Task instructions:
Go to the line holding "For the audit, pick out each instance of the no" in the entries below and write out exactly every line down to and including the line holding "Target: sidewalk curb".

Information:
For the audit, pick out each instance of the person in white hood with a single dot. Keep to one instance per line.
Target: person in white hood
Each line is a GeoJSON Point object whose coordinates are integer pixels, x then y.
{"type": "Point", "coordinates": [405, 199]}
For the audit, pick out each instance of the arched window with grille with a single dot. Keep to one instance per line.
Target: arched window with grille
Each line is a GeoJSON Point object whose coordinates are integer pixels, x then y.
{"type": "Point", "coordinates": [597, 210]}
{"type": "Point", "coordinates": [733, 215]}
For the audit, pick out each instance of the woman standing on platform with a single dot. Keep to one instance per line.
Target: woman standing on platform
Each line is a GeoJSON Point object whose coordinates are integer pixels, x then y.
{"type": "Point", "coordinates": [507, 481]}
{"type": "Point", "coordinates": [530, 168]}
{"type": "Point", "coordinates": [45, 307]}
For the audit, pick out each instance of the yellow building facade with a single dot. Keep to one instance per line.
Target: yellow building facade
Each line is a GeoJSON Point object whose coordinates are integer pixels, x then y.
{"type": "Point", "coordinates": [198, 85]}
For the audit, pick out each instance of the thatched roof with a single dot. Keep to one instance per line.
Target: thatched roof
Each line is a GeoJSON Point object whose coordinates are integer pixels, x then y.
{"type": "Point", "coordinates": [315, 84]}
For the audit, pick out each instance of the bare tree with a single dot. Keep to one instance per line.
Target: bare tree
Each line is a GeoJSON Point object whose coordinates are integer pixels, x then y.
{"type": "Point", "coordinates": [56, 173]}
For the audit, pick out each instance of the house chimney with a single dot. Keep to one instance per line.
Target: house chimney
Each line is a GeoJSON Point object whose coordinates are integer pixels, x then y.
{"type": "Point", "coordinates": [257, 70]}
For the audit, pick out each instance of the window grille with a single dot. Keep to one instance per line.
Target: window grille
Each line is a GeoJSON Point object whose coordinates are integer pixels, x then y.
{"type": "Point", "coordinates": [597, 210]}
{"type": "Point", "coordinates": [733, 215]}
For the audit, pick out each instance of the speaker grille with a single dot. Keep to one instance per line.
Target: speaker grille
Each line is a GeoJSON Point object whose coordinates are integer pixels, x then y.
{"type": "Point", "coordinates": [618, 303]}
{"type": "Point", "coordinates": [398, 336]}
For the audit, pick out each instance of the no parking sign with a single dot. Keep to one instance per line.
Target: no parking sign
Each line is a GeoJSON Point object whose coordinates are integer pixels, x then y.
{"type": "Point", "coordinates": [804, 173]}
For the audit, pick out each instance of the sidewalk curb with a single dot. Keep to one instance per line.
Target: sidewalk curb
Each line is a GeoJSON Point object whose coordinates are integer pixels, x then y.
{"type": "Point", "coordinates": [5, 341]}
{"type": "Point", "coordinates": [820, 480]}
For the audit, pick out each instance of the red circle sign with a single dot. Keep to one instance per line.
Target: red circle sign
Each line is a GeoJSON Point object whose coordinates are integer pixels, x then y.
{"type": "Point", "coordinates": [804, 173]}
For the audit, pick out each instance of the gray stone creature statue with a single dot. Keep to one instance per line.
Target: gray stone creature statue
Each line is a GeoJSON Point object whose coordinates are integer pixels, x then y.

Result below:
For the audit, pick out each instance of the no parking sign with a single dot. Keep to one instance per line.
Target: no parking sign
Each line is a GeoJSON Point object whose coordinates are integer pixels, x then y.
{"type": "Point", "coordinates": [804, 173]}
For the audit, pick out each instance of the sidewalk curb with a single dot. Keep to one instance per line.
Target: sidewalk curb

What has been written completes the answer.